Required work -
I need the records below restated word for word, without their pictures.

Data for processing -
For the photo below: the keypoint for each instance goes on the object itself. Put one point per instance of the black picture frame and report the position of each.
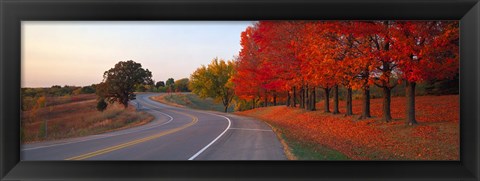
(12, 12)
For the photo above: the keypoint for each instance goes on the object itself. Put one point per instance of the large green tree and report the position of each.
(214, 81)
(181, 85)
(119, 82)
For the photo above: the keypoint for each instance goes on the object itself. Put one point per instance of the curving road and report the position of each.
(175, 134)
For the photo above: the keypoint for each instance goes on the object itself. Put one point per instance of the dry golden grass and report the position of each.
(77, 117)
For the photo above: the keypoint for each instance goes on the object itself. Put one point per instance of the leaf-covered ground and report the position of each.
(435, 138)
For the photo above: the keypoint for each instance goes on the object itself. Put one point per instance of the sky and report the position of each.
(77, 53)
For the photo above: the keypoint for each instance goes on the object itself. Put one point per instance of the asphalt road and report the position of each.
(175, 134)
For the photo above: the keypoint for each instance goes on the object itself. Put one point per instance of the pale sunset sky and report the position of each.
(78, 52)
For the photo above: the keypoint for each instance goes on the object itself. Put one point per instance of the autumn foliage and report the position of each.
(437, 138)
(291, 60)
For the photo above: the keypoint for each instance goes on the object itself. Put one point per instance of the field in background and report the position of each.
(74, 116)
(313, 134)
(191, 101)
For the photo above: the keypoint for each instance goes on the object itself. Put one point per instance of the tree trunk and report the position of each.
(274, 98)
(294, 97)
(313, 100)
(349, 111)
(302, 98)
(327, 99)
(288, 99)
(335, 100)
(265, 102)
(386, 104)
(307, 99)
(366, 103)
(410, 91)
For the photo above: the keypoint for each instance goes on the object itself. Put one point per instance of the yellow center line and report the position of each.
(134, 142)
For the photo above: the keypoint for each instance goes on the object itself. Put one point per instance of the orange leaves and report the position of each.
(436, 138)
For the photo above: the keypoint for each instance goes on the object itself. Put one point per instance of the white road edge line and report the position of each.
(252, 129)
(221, 134)
(105, 136)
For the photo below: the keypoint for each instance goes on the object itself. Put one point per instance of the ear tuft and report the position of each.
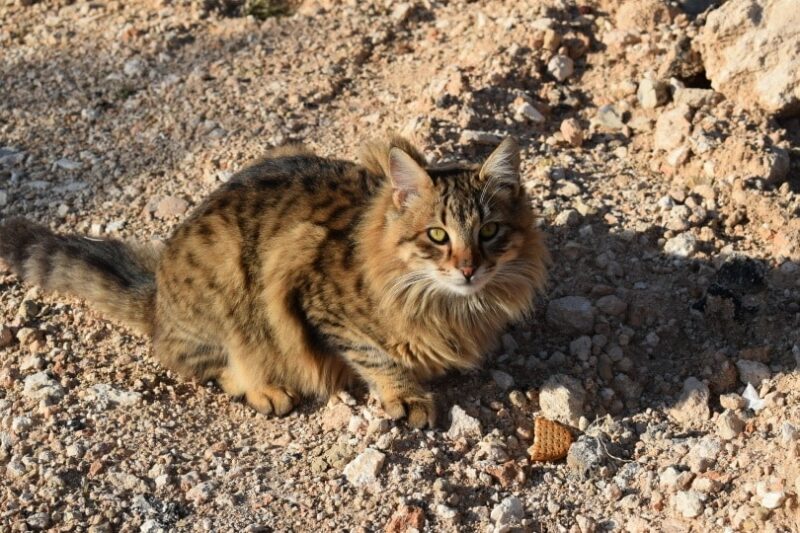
(408, 178)
(503, 163)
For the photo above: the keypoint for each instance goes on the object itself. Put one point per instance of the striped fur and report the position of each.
(302, 273)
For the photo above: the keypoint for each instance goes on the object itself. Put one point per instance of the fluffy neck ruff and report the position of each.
(434, 329)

Response -
For the photo below: the keypoint for each instance goes on the object itself. Put one point per instance of the black picture frame and report the position of each.
(12, 12)
For the photo above: the keypoint for each instance goes on the object itself. Put one point per instance of the large green tree and report the position of each.
(214, 81)
(181, 85)
(119, 82)
For the photo above: the keypoint for each instance goes on the object itself. Put one point per instance of the curving road and report the position of each.
(175, 134)
For the photo above: the keypoint for each instance goes on the object itself. Put one point per instance of the dry golden grass and report the position of each.
(77, 117)
For the photo above: the keypoint for each instance goes on the object itself. Put one point per instance of the leaf-covered ground and report the position of each.
(435, 138)
For the photo above: the keypoint for each instance goes on the object itself. Put one point per instance of the sky and report the position of each.
(77, 53)
For the photo above: the keypoint for each instance goes on the object itself. Put one point per instance of the asphalt road and report the position of each.
(175, 134)
For the photo above: the keypoint for each instance goes on the object itself. Put one point per instance of the pale sunset sky and report the position of each.
(78, 52)
For the photo above: the keypoint for each instance goes on the object itself. Put one point per instance of the autumn foliage and report the position of each.
(437, 138)
(291, 60)
For the photo above: the keypoint for each instance goes on the object itself. Put one point per instance of the field in background and report the position of each.
(74, 116)
(313, 134)
(191, 101)
For the photo above: the keypoint for each instance goes on the object itself. Put one point per instance of the tree trunk and report the position of each.
(274, 98)
(294, 97)
(313, 100)
(349, 111)
(302, 98)
(327, 99)
(288, 99)
(335, 100)
(265, 102)
(386, 104)
(307, 99)
(366, 103)
(410, 91)
For the photo above: the keypoint for each instance goes on the object itself. Put one point per instance of the yellow center line and report the position of each.
(134, 142)
For the photo above: the keypoint for each instance goes on the object itself. Put one point per instance of the orange leaves and report the position of each.
(436, 138)
For the photo above: the keypoint for each instance goes on the object itself. Put one point per instance of the white road edge line and report the position of each.
(252, 129)
(221, 134)
(105, 136)
For the photo below: the keypoint for each instance goes on the object itself. Put one point per instance of the ear tuft and report the position of each.
(408, 178)
(503, 163)
For the photo above: the keypoint for each instance goes on the object itself. Put one point per instance of the striped fur and report the position of each.
(302, 273)
For the photo above: the keypoint for each instance goes on the object itself. Put one point per instance of the fluffy neck ruff and report the position of each.
(434, 329)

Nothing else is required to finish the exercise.